━━━ Information supplied ━━━

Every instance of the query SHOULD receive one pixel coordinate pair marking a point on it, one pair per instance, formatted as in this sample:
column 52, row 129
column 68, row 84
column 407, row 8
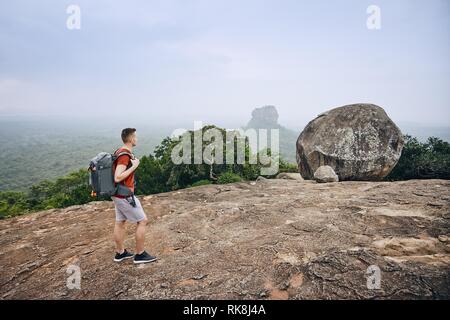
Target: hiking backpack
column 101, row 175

━━━
━━━ Information supplied ━━━

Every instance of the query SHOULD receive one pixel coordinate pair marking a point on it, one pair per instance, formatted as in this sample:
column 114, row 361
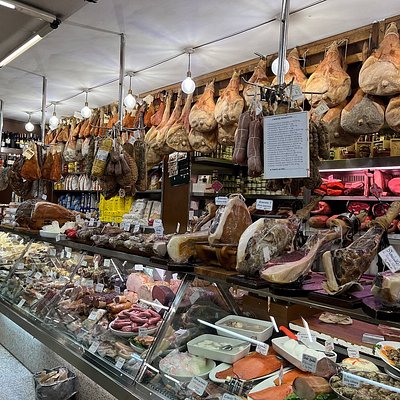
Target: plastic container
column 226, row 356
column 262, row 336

━━━

Stated goal — Go through the records above and pick out every line that contains the word "column", copying each one in full.

Written answer —
column 52, row 129
column 68, row 84
column 407, row 8
column 101, row 175
column 114, row 361
column 226, row 356
column 262, row 336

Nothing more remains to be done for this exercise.